> **Instructions to follow**
Retype all of the entries below word for word, changing nothing.

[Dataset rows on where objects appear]
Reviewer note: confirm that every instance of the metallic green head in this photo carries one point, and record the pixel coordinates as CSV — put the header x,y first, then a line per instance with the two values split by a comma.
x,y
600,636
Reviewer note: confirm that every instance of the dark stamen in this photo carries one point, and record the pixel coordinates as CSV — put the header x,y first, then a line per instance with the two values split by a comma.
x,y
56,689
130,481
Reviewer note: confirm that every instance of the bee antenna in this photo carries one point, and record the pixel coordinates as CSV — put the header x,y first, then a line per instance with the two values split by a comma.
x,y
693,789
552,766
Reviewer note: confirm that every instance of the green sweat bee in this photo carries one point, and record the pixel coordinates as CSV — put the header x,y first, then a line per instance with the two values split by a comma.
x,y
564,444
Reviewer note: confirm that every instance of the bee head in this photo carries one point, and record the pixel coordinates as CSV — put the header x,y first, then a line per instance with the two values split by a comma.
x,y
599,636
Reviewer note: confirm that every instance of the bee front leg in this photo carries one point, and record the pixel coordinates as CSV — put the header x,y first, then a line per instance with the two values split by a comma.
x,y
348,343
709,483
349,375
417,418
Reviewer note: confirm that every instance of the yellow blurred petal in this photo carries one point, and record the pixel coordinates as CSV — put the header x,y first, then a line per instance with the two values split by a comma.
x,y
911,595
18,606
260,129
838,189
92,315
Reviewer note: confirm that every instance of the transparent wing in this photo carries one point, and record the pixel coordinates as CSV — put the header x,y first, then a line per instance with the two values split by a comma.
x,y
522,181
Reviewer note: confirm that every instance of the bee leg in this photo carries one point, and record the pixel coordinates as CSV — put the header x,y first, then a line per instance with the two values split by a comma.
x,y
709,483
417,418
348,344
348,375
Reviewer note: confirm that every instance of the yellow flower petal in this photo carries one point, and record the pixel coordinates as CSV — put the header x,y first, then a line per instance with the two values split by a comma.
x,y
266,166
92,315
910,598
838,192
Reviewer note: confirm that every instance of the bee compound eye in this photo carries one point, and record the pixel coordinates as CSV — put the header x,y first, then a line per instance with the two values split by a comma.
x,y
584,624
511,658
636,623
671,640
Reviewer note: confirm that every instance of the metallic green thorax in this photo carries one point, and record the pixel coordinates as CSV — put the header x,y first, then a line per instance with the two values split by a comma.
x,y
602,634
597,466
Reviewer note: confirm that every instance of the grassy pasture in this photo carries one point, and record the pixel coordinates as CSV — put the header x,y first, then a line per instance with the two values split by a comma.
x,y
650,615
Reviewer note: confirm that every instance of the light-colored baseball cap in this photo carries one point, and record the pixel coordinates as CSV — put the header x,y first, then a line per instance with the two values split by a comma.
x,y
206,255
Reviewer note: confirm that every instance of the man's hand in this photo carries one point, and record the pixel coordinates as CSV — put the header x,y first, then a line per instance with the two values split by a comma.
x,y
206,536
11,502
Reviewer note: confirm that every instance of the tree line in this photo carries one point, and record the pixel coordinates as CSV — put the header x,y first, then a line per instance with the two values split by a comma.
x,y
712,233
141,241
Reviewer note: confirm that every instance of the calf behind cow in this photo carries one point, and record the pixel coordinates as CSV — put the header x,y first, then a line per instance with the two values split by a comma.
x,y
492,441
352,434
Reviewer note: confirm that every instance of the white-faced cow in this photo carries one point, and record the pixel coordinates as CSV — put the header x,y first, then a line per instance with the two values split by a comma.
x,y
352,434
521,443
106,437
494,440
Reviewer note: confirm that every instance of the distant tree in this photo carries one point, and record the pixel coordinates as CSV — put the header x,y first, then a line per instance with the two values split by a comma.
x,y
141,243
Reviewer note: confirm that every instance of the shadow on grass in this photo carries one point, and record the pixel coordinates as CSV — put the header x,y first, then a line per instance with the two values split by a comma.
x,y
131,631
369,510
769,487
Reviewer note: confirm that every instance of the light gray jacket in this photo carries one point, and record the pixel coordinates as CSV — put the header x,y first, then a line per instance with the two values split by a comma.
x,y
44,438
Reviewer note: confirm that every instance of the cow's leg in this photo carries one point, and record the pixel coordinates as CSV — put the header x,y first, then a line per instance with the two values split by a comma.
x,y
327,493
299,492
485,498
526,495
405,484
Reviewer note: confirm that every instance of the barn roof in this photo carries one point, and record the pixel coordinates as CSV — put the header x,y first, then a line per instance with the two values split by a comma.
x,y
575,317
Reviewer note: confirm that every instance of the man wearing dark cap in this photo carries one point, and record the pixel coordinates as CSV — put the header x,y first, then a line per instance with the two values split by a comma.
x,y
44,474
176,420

> **Solution to this task**
Reviewer note: confirm that every instance of the metallic green head in this photo carries one point, and record the pixel coordinates as CSV — put the header x,y first, then a line per instance with the two values split by a comma.
x,y
600,636
Reviewer note: confirm that every instance of the dark stamen in this photo carries one point, and record the pixel coordinates as CSV — put the header x,y first, then a line per instance with the two values split by a comma.
x,y
56,689
130,481
Reviewer note: confirm that every instance of the bee antenna in this photo carries one point, and record the pixel coordinates as CSV — put the header x,y first, then a line per instance with the two values split by a comma.
x,y
693,789
552,766
Reviewer note: confirm that every instance of the green sweat bee in this photo carries one point, and record the pixel coordinates as CSV — put the header x,y first, then a line per instance with the two values split by a comma.
x,y
564,444
Reviewer note: confirm that every instance of the bee head in this photo carries one point, and record the pixel coordinates as CSV — put the header x,y first, then a line per instance with the two values split by a comma.
x,y
599,636
Reviewer note: confirm that every instance of the bee front leg in this photo carries one point, and record the pixel coordinates as CSV — put the header x,y first, then a line per instance with the two values split by a comma.
x,y
348,343
709,483
349,375
417,418
Reviewer note: confirm that every instance of the yellow blurred petal in this photo carries one point, and record the pixel coordinates as CSV — put the header x,y first, then a line per instance with the two values split by a comma.
x,y
911,595
18,606
260,129
838,189
92,315
Reviewer note: confirm that every instance of the transparent wing in this photo carries one point, and record the pixel coordinates as CSV — put the header x,y first, then a line per instance with the two values split by a comma.
x,y
522,181
Reviewer note: confirm that every instance of the bee leg in this photo carries one point, and record the pixel coordinates as CSV — put the header x,y first, then a line per instance with the two values split by a comma.
x,y
709,483
417,418
348,344
348,375
Reviewer note: confirm that every instance of the yellow flower petal in this photo carries one point, and record the pixel coordinates as CSV — put the header x,y first, then a line per instance with the two values split by a comma.
x,y
266,166
92,315
910,598
838,192
Reviewer note: confirm that every instance of the bee compound eye in this photo carries one point, and record the pixel coordinates as CSV — put the header x,y first, then a line per instance with the two values split by a comma.
x,y
584,624
511,658
636,623
671,640
Reviewer note: confirm that every instance of the metallic green thorax in this photo carries one point, and record the pixel coordinates as CSV — put the header x,y first, then a line per instance with the two values split by a comma.
x,y
602,634
597,466
Reviewer note: confirm that every instance of the grassy pasture in this photo carries one point, and record the pixel coordinates as CSV — put the header x,y first, then a line per instance with the two values split by a comma.
x,y
650,615
Reviewer note: confirm that every instance of the light-colored baseball cap in this photo carries one point, and record the pixel coordinates as CSV — put the header x,y first, then a line per instance with the two values split by a comma.
x,y
206,255
Reviewer note: confirm that every instance of the man's hand in this photo carries one point, and record the pixel coordinates as CSV — put the header x,y first, then a line per instance with the two values split by a comma.
x,y
206,536
11,502
Reviewer note: confirm that every instance of the tree line in this photo carries one point, and record the pixel coordinates as CSV — put the header x,y first, then a line per instance with the two values split by a comma.
x,y
712,233
141,241
Reviewer note: confirm that every instance of the calf behind cow in this photo carries one point, and record the pixel coordinates as CSV — put the header x,y first, then a line per instance with the two values split by a comma.
x,y
492,441
352,434
Reviewer note: confirm that every instance of the white-faced cow in this photo carries one point, and record the pixel coordinates as CSV — put the header x,y first, then a line per instance with the two values split by a comma.
x,y
352,434
521,443
106,437
494,440
Reviewer note: confirm that every instance of the distant tree in this photo carries one point, and record the pixel coordinates as CSV — put the header x,y first, then a line per instance with the two values split by a comma.
x,y
141,243
Reviewer note: confirm that every instance of the shadow on grass in this photo carries one point, and record the pixel coordinates as CSV — put the header x,y first, then a line per instance with the two values split by a comma.
x,y
131,631
369,510
769,487
Reviewer note: confirm that every instance of the light gray jacket in this photo carries one point, and record the pixel coordinates as CSV — put the header x,y first, then a line per instance with the two values split by a comma.
x,y
44,438
Reviewer note: confirm that every instance of the cow's leg in this photo carries one point, and record the pixel coordinates as CSV — put the header x,y first, then a line per instance with the two values split by a comma.
x,y
327,493
299,492
485,498
526,495
405,484
Reviewer note: confirm that every instance of the barn roof in this photo carries one point, and record the pixel coordinates as CSV — put the header x,y first, then a line per instance with the two values split by a comma.
x,y
575,317
Reviewer note: confirm that every instance of the man wearing dark cap in this photo carries one point, and record the pixel coordinates as CSV — put the header x,y first, then a line per instance with the two values split by a comma.
x,y
44,474
176,420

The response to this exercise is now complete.